统计以下条目中包含字符串“rough”的行数，仅输出该数字。

*数据摘录*
───

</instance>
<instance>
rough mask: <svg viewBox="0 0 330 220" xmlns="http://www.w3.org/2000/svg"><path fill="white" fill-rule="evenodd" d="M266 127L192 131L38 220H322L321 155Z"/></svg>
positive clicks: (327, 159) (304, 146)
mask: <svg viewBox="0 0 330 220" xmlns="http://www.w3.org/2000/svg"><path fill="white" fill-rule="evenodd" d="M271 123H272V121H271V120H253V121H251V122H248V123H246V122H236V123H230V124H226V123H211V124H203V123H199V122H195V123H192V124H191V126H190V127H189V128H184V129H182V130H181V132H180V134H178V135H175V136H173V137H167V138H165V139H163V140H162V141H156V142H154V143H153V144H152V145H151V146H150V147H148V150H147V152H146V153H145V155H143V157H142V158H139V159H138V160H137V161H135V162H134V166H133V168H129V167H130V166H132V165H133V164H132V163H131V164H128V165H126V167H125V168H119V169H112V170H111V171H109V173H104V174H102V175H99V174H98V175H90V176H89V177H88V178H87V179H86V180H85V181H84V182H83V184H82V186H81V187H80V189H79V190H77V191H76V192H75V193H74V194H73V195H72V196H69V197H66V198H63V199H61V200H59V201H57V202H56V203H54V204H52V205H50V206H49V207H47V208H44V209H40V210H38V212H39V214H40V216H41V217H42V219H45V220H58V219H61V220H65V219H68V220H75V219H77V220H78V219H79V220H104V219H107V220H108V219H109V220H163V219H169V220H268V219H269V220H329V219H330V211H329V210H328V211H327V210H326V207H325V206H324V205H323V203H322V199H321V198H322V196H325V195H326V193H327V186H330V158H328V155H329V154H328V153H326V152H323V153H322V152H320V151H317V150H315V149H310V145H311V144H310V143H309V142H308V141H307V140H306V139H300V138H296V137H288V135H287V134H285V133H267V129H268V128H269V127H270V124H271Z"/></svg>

───

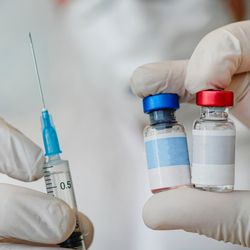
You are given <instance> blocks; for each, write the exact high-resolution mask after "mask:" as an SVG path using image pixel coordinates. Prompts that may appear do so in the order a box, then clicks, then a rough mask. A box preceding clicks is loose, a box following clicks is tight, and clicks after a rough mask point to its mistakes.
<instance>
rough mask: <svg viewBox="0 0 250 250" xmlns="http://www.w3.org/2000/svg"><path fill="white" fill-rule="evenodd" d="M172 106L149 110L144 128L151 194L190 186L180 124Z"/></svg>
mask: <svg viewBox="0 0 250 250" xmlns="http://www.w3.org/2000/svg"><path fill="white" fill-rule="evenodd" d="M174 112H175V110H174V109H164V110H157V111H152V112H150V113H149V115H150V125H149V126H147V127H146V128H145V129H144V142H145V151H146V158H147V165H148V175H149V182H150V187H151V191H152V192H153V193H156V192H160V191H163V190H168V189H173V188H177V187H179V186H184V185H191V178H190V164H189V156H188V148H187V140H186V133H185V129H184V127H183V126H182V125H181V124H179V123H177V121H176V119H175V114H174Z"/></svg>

───

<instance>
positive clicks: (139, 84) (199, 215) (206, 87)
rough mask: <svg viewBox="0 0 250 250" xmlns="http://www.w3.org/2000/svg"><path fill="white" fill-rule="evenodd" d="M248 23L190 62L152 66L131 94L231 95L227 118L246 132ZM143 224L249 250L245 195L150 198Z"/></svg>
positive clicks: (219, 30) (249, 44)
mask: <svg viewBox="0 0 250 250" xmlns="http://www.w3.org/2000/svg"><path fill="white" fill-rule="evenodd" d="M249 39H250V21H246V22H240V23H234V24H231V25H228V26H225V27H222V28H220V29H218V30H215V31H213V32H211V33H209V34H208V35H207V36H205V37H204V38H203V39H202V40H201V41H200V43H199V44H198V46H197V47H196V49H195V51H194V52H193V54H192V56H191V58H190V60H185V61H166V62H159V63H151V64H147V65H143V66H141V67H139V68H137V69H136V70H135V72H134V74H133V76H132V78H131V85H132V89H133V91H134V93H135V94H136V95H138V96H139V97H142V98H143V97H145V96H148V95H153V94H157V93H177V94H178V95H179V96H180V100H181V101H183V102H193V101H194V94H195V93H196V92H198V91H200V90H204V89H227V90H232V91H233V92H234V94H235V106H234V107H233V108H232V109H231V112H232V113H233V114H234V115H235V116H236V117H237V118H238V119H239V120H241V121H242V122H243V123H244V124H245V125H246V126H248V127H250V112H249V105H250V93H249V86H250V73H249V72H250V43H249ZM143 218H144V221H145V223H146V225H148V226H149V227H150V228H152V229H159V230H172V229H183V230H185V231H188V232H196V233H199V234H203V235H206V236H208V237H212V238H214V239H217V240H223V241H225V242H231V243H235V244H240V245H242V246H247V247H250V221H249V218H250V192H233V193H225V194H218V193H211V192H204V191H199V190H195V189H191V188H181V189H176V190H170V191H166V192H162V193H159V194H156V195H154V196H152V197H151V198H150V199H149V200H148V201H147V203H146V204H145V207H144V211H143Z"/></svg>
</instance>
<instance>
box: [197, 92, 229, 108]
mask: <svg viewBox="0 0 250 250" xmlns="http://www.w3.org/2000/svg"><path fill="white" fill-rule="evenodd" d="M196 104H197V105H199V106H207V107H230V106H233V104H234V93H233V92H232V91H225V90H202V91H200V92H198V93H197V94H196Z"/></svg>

───

*预期输出*
4